:: Problem to solve ::
Update the records below by replacing every "Objective" with "Goal", leaving all other text unchanged.

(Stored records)
§ §

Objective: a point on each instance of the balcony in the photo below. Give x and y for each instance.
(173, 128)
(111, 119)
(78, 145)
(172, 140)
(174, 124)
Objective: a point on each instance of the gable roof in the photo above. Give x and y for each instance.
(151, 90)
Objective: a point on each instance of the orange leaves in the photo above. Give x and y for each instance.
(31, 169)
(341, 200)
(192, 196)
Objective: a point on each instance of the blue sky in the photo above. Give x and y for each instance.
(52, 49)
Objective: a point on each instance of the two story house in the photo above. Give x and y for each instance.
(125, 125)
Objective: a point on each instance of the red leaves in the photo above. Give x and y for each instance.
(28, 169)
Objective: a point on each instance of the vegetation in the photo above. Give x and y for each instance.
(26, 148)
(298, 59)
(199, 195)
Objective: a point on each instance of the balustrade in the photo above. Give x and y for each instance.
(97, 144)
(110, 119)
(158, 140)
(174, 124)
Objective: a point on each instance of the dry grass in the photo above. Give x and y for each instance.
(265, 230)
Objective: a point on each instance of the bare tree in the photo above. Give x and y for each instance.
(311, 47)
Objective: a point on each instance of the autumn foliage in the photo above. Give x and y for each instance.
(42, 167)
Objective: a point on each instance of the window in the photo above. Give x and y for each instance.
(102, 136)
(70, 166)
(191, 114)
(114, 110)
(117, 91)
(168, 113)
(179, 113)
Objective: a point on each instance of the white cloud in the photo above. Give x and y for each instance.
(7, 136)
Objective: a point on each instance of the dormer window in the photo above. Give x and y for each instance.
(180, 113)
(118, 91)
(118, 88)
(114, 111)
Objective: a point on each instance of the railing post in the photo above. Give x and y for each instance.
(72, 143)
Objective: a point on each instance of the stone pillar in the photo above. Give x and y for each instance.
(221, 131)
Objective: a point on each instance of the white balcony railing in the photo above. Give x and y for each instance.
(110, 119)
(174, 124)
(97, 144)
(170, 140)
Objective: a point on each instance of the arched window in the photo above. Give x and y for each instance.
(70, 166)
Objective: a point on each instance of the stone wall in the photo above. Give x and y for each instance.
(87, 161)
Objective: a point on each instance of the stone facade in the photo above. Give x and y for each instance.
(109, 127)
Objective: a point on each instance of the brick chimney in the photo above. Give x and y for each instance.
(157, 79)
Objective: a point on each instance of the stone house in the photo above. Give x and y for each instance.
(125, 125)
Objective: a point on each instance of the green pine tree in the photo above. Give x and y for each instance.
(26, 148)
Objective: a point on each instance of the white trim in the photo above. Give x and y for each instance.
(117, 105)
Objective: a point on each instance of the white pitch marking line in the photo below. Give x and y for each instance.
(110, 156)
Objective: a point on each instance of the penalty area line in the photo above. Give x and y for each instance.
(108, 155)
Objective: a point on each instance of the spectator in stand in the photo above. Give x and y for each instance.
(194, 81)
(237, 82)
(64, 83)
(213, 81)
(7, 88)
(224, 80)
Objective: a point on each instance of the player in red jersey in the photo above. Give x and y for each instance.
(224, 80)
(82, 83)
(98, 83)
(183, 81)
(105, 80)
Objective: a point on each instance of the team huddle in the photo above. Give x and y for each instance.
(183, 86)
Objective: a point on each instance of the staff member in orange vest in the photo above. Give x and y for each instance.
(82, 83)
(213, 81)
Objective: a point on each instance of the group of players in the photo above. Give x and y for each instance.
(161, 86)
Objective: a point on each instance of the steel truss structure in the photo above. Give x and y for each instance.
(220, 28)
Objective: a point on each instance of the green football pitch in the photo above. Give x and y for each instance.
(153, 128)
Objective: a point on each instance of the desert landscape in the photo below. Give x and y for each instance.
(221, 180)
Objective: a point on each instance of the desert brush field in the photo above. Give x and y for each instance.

§ §

:: Full solution ::
Goal: a point on each instance of the balcony in the photo below. Give x and y for each instance.
(173, 128)
(111, 119)
(78, 145)
(172, 140)
(174, 124)
Goal: a point on each instance of the gable roof in the photo above. Give x and y for each instance.
(151, 90)
Goal: a point on each instance of the orange leaves in the photo above. Give x and y for each instance.
(31, 169)
(341, 200)
(192, 196)
Goal: a point on each instance of the blue sky in the photo above. Give x and y for each instance.
(52, 49)
Goal: a point on each instance of the two story house in the photo above. Give x and y for each instance.
(125, 125)
Goal: a point on each instance of the red leaves in the photo above. Give x and y for each instance.
(28, 169)
Goal: a point on each instance of the vegetation in the photo above. Give x and y for each instance.
(26, 148)
(298, 59)
(199, 195)
Goal: a point on each instance of the balustrade in the photo above. Give x and y for each instance.
(97, 144)
(110, 119)
(158, 140)
(174, 124)
Goal: a point on each instance of the dry grass in the photo above. Give x and y for each instance.
(265, 230)
Goal: a point on each instance of the bare tree in the photo above. Give x and y for each instance.
(311, 47)
Goal: a point on each instance of the autumn foliage in the photo above. Give x and y for each instance.
(42, 167)
Goal: a point on each instance of the window in the photo above. Give x and y for each instance.
(102, 136)
(70, 166)
(191, 114)
(114, 110)
(117, 91)
(168, 113)
(179, 113)
Goal: a point on each instance of the white cloud in the photo above. Give x and y for each instance.
(7, 136)
Goal: a point on each instance of the dormer window in the photo above. Give x and y for each instance.
(180, 113)
(118, 91)
(118, 88)
(114, 111)
Goal: a point on each instance of the railing post in the photo above. Give x and y for each instance.
(72, 143)
Goal: a point on each instance of the stone pillar in the photo above. Give x and y for each instance.
(221, 131)
Goal: a point on each instance of the white balcony railing in the photo above. Give x and y for each instance.
(110, 119)
(174, 124)
(97, 144)
(170, 140)
Goal: a point on each instance of the arched window in the photo above. Give x and y for each instance.
(70, 166)
Goal: a point on each instance of the stone wall in the photo above. Give x and y for each instance.
(87, 161)
Goal: a point on each instance of the stone facade in the photo above. Give x and y for each instance.
(109, 127)
Goal: a point on each instance of the brick chimney in the photo above. Give x and y for each instance.
(157, 79)
Goal: a point on each instance of the stone house in the photo above. Give x and y for each instance.
(125, 125)
Goal: a point on each instance of the green pine tree in the photo above. Give x and y for each instance.
(26, 148)
Goal: a point on each instance of the white trim in the photo above. Give x and y for each instance.
(117, 105)
Goal: a point on each instance of the white pitch marking line in the photo below. Give x and y for each instance.
(110, 156)
Goal: a point on each instance of the penalty area line in the photo above. Give x and y for each instance.
(108, 155)
Goal: a point on each instance of the spectator in stand in the photo above. Give x and y for each instance.
(194, 81)
(237, 82)
(64, 83)
(213, 81)
(7, 88)
(224, 80)
Goal: a point on each instance of the player in red jersey in the photo above. Give x and y for each instance.
(224, 80)
(82, 83)
(98, 83)
(183, 81)
(105, 80)
Goal: a point on each instance of the team huddle in the photo above. Give x and y for each instance.
(183, 86)
Goal: a point on each instance of the staff member in orange vest in the photo above. Give x and y for each instance.
(82, 83)
(213, 81)
Goal: a point on each instance of the group of players in the photo above. Give x and y for each instance.
(161, 86)
Goal: a point on each instance of the steel truss structure in the photo above. Give x and y for each instance.
(220, 28)
Goal: a point on each instance of the green football pitch in the photo above. Give x and y for each instance.
(153, 128)
Goal: a point on each instance of the desert landscape in the photo below. Give x and y for each instance.
(221, 180)
Goal: a point on each instance of the desert brush field in the photo above. Give x and y for each instance.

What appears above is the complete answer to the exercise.